Task to complete:
Put the lines of the listing below into a numbered list, skipping any blank lines and leaving the pictures out.

— start of Given data —

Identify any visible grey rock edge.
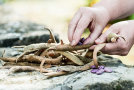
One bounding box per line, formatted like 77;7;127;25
0;48;134;90
0;21;59;47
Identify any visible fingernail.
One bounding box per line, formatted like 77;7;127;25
71;40;75;45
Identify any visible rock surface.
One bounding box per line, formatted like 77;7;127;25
0;21;59;47
0;48;134;90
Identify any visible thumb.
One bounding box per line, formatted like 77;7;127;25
84;26;103;44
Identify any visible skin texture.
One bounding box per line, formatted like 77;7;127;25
68;0;134;55
95;20;134;56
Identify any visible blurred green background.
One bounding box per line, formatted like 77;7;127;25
0;0;134;65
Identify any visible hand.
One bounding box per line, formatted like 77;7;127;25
94;20;134;56
68;7;109;45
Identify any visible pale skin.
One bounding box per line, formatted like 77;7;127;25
68;0;134;55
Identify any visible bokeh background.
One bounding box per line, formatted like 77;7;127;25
0;0;134;65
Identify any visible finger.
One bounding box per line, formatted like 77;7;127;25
68;11;81;42
101;38;124;55
95;27;119;44
84;26;103;44
71;15;91;45
89;45;96;50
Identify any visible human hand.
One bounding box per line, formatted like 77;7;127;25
68;7;109;45
94;20;134;56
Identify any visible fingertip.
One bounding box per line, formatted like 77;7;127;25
89;45;96;50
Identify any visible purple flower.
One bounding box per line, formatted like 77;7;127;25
99;66;105;69
104;67;112;73
80;38;85;43
91;69;99;73
90;65;97;69
96;69;104;75
77;42;82;45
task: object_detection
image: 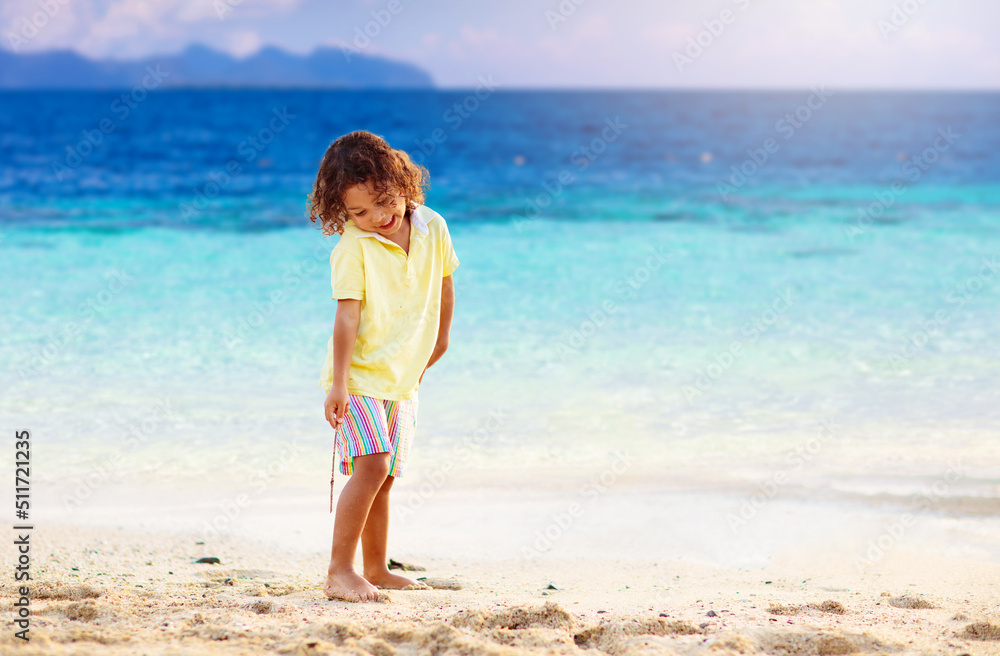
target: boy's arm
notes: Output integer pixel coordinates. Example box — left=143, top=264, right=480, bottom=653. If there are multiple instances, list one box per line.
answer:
left=323, top=298, right=361, bottom=429
left=417, top=276, right=455, bottom=385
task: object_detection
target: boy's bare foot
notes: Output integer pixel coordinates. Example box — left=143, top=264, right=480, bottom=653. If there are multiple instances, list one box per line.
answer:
left=365, top=568, right=430, bottom=590
left=323, top=571, right=382, bottom=601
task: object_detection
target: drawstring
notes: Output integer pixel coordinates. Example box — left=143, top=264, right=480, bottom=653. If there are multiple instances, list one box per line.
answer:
left=330, top=427, right=340, bottom=512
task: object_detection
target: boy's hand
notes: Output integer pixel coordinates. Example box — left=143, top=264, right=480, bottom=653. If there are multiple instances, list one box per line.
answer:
left=323, top=385, right=350, bottom=430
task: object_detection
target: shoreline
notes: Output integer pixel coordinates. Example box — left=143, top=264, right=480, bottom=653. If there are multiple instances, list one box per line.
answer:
left=0, top=525, right=1000, bottom=656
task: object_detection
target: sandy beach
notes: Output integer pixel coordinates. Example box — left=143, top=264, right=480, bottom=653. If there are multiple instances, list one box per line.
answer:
left=0, top=525, right=1000, bottom=656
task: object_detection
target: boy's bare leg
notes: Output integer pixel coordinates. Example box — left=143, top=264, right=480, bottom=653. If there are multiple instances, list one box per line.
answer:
left=323, top=453, right=391, bottom=601
left=361, top=476, right=424, bottom=590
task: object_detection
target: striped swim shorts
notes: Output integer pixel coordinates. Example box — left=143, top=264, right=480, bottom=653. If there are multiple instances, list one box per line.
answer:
left=337, top=394, right=417, bottom=478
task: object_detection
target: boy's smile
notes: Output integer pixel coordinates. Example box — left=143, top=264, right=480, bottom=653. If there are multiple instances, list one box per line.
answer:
left=344, top=180, right=406, bottom=237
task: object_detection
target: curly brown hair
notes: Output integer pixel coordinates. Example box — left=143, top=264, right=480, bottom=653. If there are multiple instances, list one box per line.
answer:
left=308, top=130, right=429, bottom=236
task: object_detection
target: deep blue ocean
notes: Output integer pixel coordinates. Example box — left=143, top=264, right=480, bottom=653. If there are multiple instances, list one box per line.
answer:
left=0, top=87, right=1000, bottom=508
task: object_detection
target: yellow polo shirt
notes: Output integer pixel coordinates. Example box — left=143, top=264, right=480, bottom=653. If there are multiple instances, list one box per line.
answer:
left=319, top=205, right=458, bottom=401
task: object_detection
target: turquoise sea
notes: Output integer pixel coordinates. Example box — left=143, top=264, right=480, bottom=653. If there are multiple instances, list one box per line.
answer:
left=0, top=88, right=1000, bottom=559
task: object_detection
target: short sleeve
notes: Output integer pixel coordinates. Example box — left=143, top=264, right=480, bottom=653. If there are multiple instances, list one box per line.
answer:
left=330, top=242, right=365, bottom=301
left=438, top=215, right=459, bottom=278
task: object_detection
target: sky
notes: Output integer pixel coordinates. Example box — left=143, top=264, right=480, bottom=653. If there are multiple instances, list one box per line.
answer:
left=0, top=0, right=1000, bottom=89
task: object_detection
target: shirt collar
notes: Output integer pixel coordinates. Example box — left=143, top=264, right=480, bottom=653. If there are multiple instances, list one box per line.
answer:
left=348, top=205, right=428, bottom=246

— end of Given data —

Expected output:
1. Identify any visible grey rock edge.
2. One bounding box per line, formatted like 77;7;127;25
3. 0;48;134;90
4. 0;21;59;47
5. Identify any visible fingernail.
6. One bounding box per line, formatted like 77;7;127;25
7. 71;40;75;45
8. Identify any visible rock surface.
9. One bounding box per line, formatted like 77;7;127;25
10. 0;21;59;47
11. 0;48;134;90
12. Identify any visible thumb.
13. One bounding box per line, formatted like 77;7;127;25
14. 84;26;103;44
15. Identify any visible skin texture.
16. One bounding box per line, formatted like 77;7;127;25
17. 68;0;134;55
18. 95;20;134;56
19. Identify any visible blurred green background.
20. One bounding box per line, formatted like 77;7;127;25
21. 0;0;134;65
22. Identify any visible hand.
23. One bounding box per line, formatted like 77;7;127;25
24. 94;20;134;56
25. 68;7;109;45
26. Identify any visible pale skin.
27. One bounding box per line, formatted like 77;7;127;25
28. 68;0;134;55
29. Identify any visible bokeh background.
30. One bounding box per line, formatted like 77;7;127;25
31. 0;0;134;65
32. Identify any visible finger.
33. One bounding box per line, formatted like 77;7;127;25
34. 68;11;81;42
35. 101;38;124;55
36. 95;27;119;44
37. 84;26;103;44
38. 71;15;91;45
39. 89;45;96;50
40. Identify any visible human hand.
41. One bounding box per line, formatted like 77;7;127;25
42. 68;7;109;45
43. 94;20;134;56
44. Identify any visible fingertip.
45. One bounding box per line, formatted like 77;7;127;25
46. 89;45;96;50
47. Identify any visible purple flower.
48. One bounding box per line, formatted like 77;7;127;25
49. 99;66;105;69
50. 104;67;112;73
51. 80;38;85;43
52. 91;69;99;73
53. 90;65;97;69
54. 96;69;104;75
55. 77;42;82;45
56. task: object_detection
57. image: 
58. target: boy's arm
59. notes: Output integer pixel coordinates. Example box — left=143, top=264, right=480, bottom=653. If there are multiple instances, list one box per line.
60. answer:
61. left=323, top=298, right=361, bottom=429
62. left=417, top=276, right=455, bottom=385
63. task: object_detection
64. target: boy's bare foot
65. notes: Output integer pixel coordinates. Example box — left=143, top=264, right=480, bottom=653. If there are multiple instances, list one box per line.
66. answer:
67. left=365, top=568, right=430, bottom=590
68. left=323, top=571, right=382, bottom=601
69. task: object_detection
70. target: drawstring
71. notes: Output integer pixel coordinates. Example box — left=143, top=264, right=480, bottom=653. If there are multiple instances, list one box per line.
72. answer:
73. left=330, top=427, right=340, bottom=512
74. task: object_detection
75. target: boy's hand
76. notes: Output integer pixel coordinates. Example box — left=143, top=264, right=480, bottom=653. If there are multiple instances, list one box per line.
77. answer:
78. left=323, top=385, right=350, bottom=430
79. task: object_detection
80. target: shoreline
81. notes: Output integer pixel coordinates. Example box — left=143, top=264, right=480, bottom=653. If there are multiple instances, list one box per line.
82. answer:
83. left=0, top=525, right=1000, bottom=656
84. task: object_detection
85. target: sandy beach
86. notes: Output integer pixel coordinates. Example box — left=143, top=264, right=480, bottom=653. If there are multiple instances, list one box per line.
87. answer:
88. left=0, top=525, right=1000, bottom=656
89. task: object_detection
90. target: boy's bare leg
91. notes: Output integer pixel coordinates. Example box — left=143, top=264, right=480, bottom=653. If there are multiple instances, list one box per line.
92. answer:
93. left=323, top=453, right=391, bottom=601
94. left=361, top=476, right=424, bottom=590
95. task: object_detection
96. target: striped swim shorts
97. notes: Output integer pixel coordinates. Example box — left=143, top=264, right=480, bottom=653. If there are multiple instances, list one box per line.
98. answer:
99. left=337, top=394, right=417, bottom=478
100. task: object_detection
101. target: boy's smile
102. notes: Output integer pixel coordinates. Example box — left=143, top=264, right=480, bottom=653. If there are multiple instances, list one box per line.
103. answer:
104. left=344, top=180, right=406, bottom=237
105. task: object_detection
106. target: curly brown hair
107. notes: Output integer pixel coordinates. Example box — left=143, top=264, right=480, bottom=653. If there are multiple instances, list one box per line.
108. answer:
109. left=308, top=130, right=429, bottom=236
110. task: object_detection
111. target: deep blue ocean
112. notes: Output integer pixel coordinates. Example box — left=143, top=264, right=480, bottom=653. If there are multiple instances, list one box per line.
113. answer:
114. left=0, top=87, right=1000, bottom=508
115. task: object_detection
116. target: yellow polo shirt
117. notes: Output integer pixel coordinates. Example box — left=143, top=264, right=480, bottom=653. If there are multiple instances, list one box per line.
118. answer:
119. left=319, top=205, right=458, bottom=401
120. task: object_detection
121. target: turquoise sea
122. notes: Output integer pixel coordinates. Example box — left=143, top=264, right=480, bottom=653. If there are multiple instances, list one box per line.
123. answer:
124. left=0, top=88, right=1000, bottom=559
125. task: object_detection
126. target: short sleeve
127. notes: Output integer pixel coordinates. Example box — left=143, top=264, right=480, bottom=653. If there are multiple instances, list one box per line.
128. answer:
129. left=330, top=242, right=365, bottom=301
130. left=438, top=215, right=459, bottom=278
131. task: object_detection
132. target: sky
133. notes: Output integer pixel coordinates. Example box — left=143, top=264, right=480, bottom=653. If there are multiple instances, list one box per line.
134. answer:
135. left=0, top=0, right=1000, bottom=89
136. task: object_detection
137. target: shirt collar
138. notes: Output integer pixel coordinates. Example box — left=143, top=264, right=480, bottom=653. If there are multiple instances, list one box per line.
139. answer:
140. left=348, top=205, right=428, bottom=246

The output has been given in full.